EXERCISE INSTRUCTIONS
Repeat the material below exactly, line for line.

[Items from a data source]
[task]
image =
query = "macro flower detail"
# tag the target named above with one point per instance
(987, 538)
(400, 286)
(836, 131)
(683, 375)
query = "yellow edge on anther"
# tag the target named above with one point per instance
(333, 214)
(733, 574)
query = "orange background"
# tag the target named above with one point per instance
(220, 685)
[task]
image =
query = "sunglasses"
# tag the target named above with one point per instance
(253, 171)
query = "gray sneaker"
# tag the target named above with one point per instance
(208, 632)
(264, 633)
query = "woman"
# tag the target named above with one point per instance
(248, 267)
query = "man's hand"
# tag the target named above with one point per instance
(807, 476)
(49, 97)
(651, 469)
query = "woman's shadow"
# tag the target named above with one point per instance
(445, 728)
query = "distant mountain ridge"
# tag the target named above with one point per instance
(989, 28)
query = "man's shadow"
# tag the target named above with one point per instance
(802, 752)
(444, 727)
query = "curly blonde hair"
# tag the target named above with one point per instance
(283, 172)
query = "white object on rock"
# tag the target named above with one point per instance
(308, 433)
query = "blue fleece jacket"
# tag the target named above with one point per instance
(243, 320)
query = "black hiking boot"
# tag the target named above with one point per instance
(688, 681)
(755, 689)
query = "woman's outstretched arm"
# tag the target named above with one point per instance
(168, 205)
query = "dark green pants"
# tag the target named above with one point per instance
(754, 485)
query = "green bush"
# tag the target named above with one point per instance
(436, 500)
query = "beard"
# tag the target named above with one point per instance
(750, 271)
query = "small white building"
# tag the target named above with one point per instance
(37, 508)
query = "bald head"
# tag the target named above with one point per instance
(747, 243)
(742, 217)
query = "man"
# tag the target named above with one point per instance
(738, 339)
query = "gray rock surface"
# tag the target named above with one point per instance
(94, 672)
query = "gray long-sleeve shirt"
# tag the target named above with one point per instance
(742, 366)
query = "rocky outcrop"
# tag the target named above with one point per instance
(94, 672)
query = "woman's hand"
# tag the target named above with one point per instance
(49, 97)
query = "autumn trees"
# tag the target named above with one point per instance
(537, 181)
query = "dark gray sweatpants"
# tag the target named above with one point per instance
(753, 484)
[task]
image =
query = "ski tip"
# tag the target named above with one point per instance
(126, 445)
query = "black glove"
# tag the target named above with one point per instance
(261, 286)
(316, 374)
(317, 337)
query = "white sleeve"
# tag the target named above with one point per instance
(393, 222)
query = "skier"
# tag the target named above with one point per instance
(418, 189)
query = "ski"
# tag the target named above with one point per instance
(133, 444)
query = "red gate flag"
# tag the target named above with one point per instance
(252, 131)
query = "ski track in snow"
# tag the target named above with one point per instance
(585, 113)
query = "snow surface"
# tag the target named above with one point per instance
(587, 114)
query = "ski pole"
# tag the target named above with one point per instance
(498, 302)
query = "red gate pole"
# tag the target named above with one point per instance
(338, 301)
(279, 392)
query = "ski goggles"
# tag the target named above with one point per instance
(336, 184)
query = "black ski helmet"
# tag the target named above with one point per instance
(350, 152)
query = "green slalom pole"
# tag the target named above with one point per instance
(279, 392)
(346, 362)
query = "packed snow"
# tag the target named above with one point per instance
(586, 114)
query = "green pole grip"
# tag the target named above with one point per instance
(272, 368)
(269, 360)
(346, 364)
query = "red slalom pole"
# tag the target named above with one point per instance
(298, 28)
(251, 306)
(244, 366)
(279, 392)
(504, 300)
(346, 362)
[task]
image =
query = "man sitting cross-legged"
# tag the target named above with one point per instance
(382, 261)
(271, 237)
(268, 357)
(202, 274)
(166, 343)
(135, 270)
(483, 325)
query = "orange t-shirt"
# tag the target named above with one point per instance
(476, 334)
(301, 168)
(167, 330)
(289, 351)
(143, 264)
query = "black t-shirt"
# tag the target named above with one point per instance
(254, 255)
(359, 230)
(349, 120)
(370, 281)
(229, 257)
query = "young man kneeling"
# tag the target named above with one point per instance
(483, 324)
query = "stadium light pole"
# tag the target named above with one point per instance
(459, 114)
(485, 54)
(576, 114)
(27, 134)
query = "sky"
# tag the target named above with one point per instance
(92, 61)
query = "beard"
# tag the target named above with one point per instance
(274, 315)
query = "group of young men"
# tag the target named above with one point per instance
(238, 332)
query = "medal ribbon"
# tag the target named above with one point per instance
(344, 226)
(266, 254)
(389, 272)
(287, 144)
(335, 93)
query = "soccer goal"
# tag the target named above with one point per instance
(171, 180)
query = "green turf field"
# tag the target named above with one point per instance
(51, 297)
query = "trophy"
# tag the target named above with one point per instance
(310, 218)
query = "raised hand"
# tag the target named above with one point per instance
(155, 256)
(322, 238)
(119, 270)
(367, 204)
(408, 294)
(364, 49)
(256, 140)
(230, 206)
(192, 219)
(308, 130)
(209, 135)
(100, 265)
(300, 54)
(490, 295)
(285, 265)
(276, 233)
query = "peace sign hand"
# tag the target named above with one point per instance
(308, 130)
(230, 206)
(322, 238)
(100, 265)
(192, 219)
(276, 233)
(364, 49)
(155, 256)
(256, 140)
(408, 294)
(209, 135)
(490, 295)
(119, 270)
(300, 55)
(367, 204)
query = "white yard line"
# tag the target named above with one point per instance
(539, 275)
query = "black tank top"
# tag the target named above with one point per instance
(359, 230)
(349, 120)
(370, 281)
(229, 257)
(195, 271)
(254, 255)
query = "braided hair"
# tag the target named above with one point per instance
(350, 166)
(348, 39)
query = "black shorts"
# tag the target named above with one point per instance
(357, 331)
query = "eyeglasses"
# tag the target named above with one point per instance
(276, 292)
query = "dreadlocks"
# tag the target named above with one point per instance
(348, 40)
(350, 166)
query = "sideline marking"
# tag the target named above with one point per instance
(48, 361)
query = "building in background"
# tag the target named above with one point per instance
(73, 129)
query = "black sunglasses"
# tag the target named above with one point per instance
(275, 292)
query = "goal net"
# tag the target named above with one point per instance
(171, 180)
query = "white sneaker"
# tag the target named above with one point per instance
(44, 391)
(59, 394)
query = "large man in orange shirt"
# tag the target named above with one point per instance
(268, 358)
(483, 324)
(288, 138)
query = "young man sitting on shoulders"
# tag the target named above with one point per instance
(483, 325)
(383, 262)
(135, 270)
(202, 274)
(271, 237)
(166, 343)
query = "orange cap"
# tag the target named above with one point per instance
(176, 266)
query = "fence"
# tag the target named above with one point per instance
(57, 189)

ANSWER TO THE EXERCISE
[task]
image =
query = "macro flower detail"
# tag the target named above with one point per instance
(987, 538)
(400, 286)
(836, 131)
(683, 375)
query = "yellow edge on anther"
# tag the target named above with one point per instance
(333, 214)
(733, 574)
query = "orange background"
# tag the target named above with one point per instance
(220, 685)
[task]
image =
query = "sunglasses"
# tag the target named above with one point per instance
(253, 171)
query = "gray sneaker"
# tag the target named above with one point per instance
(208, 632)
(264, 633)
query = "woman"
# tag the target named above with one point per instance
(248, 267)
query = "man's hand"
# tag the target named above with one point per instance
(807, 476)
(49, 97)
(651, 469)
query = "woman's shadow"
# tag the target named above with one point per instance
(445, 728)
query = "distant mountain ridge"
# tag the target named above with one point per instance
(989, 28)
query = "man's shadow"
# tag the target named above with one point per instance
(802, 752)
(444, 727)
query = "curly blonde hair"
# tag the target named above with one point per instance
(283, 172)
query = "white object on rock"
# tag the target named above with one point per instance
(308, 433)
query = "blue fleece jacket"
# tag the target named above with one point per instance
(243, 320)
query = "black hiking boot"
# tag the target named above with one point per instance
(688, 681)
(755, 689)
query = "woman's outstretched arm"
# tag the target named above with one point per instance
(168, 205)
query = "dark green pants"
# tag the target named above with one point per instance
(754, 485)
query = "green bush"
# tag the target named above with one point per instance
(436, 500)
query = "beard"
# tag the target named above with one point per instance
(750, 271)
query = "small white building"
# tag the target named above with one point per instance
(37, 508)
query = "bald head"
# tag the target named above with one point per instance
(747, 243)
(742, 217)
query = "man"
# tag the target named above with one point per instance
(738, 339)
query = "gray rock surface"
# tag the target named above with one point per instance
(94, 672)
query = "gray long-sleeve shirt"
# tag the target named above with one point per instance
(742, 366)
query = "rocky outcrop"
# tag the target named above with one point per instance
(94, 672)
query = "woman's hand"
# tag the target named above with one point per instance
(49, 97)
query = "autumn trees"
# tag the target named above with one point per instance
(537, 181)
query = "dark gray sweatpants"
# tag the target named above with one point per instance
(753, 484)
[task]
image =
query = "ski tip"
# tag the target named above with one point per instance
(126, 445)
query = "black glove"
# tag the target named above with one point per instance
(261, 286)
(316, 374)
(317, 337)
query = "white sleeve"
# tag the target named above with one point per instance
(393, 222)
query = "skier"
# tag the target named above with one point per instance
(418, 189)
query = "ski"
# tag the target named above with one point per instance
(133, 444)
query = "red gate flag"
# tag the target named above with one point per instance
(252, 131)
query = "ski track in snow"
# tag the target named above with one point per instance
(585, 113)
query = "snow surface"
# tag the target named above with one point per instance
(587, 114)
query = "ski pole"
# tag the target named above with one point per instance
(498, 302)
query = "red gate pole"
# tag the target named above with one point per instance
(338, 301)
(279, 392)
query = "ski goggles"
# tag the target named above with one point per instance
(336, 184)
query = "black ski helmet"
# tag the target named above with one point per instance
(350, 152)
query = "green slalom pole"
# tag the target named above with one point per instance
(279, 392)
(346, 362)
query = "packed snow"
# tag the target named above with one point per instance
(586, 114)
query = "green pole grip"
# tag the target named above with one point per instance
(272, 368)
(269, 360)
(346, 364)
query = "red slalom pole"
# tag the target named above with one point per instance
(298, 28)
(251, 306)
(244, 366)
(279, 392)
(504, 300)
(346, 362)
[task]
image =
query = "man sitting cross-legged"
# tag the target named above with one point per instance
(382, 261)
(271, 237)
(268, 357)
(202, 274)
(166, 343)
(135, 270)
(483, 325)
query = "orange t-shirt"
# tag the target named above with one point per instance
(476, 334)
(301, 168)
(167, 330)
(289, 351)
(143, 264)
query = "black t-shirt"
# tag the target named above with one point per instance
(254, 255)
(359, 230)
(349, 120)
(370, 281)
(229, 257)
query = "young man kneeling"
# tag the target named above with one point per instance
(483, 324)
query = "stadium light pole"
# tag the target named above with one point per instance
(459, 114)
(485, 54)
(576, 114)
(27, 134)
query = "sky"
# tag the target named above with one point per instance
(92, 61)
query = "beard"
# tag the target named above with one point per instance
(274, 315)
query = "group of young men"
# tag the target named above with one point per instance
(238, 332)
query = "medal ribbon"
# tag the target named above with one point per instance
(344, 226)
(266, 254)
(389, 272)
(287, 144)
(335, 93)
query = "soccer goal"
# tag the target named above with one point per instance
(171, 180)
query = "green turf field"
# tag the target named above with one point per instance
(51, 297)
query = "trophy"
# tag the target named above with one point per instance
(310, 218)
query = "raised hand"
# tag the target named above with one point per instance
(155, 256)
(322, 238)
(119, 270)
(367, 204)
(408, 294)
(364, 49)
(256, 140)
(230, 206)
(192, 219)
(308, 130)
(209, 135)
(100, 265)
(300, 54)
(490, 295)
(285, 265)
(276, 233)
query = "peace sign hand"
# tag the target named above with one point per instance
(308, 130)
(230, 206)
(322, 238)
(100, 265)
(192, 219)
(276, 233)
(364, 49)
(155, 256)
(256, 140)
(408, 294)
(209, 135)
(490, 295)
(119, 270)
(300, 55)
(367, 204)
query = "white yard line"
# tag the target named above with one point per instance
(539, 275)
query = "black tank top"
# tag the target named above with one point per instance
(359, 230)
(349, 120)
(370, 281)
(229, 257)
(195, 271)
(254, 255)
query = "braided hair"
# tag the target named above with one point per instance
(350, 166)
(348, 39)
query = "black shorts"
# tag the target named above with one point per instance
(357, 331)
query = "eyeglasses"
# tag the target named above with one point per instance
(276, 292)
query = "dreadlocks"
# tag the target named above with one point per instance
(348, 40)
(350, 166)
query = "sideline marking"
# tag the target named above with one point per instance
(48, 361)
query = "building in background"
# tag the target named above with one point per instance
(73, 129)
query = "black sunglasses"
# tag the target named above with one point per instance
(275, 292)
query = "goal net"
# tag the target named above with one point per instance
(171, 180)
query = "white sneaker"
# tag the target named above with one point per instance
(44, 391)
(59, 394)
query = "large man in orange shirt"
# tag the target named above with one point per instance
(268, 358)
(483, 324)
(288, 138)
query = "young man sitting on shoulders"
# tag the target named above with one point per instance
(483, 325)
(383, 262)
(135, 270)
(202, 274)
(271, 237)
(166, 343)
query = "orange cap"
# tag the target named above with one point per instance
(176, 266)
query = "fence"
# tag the target named above with one point per instance
(57, 189)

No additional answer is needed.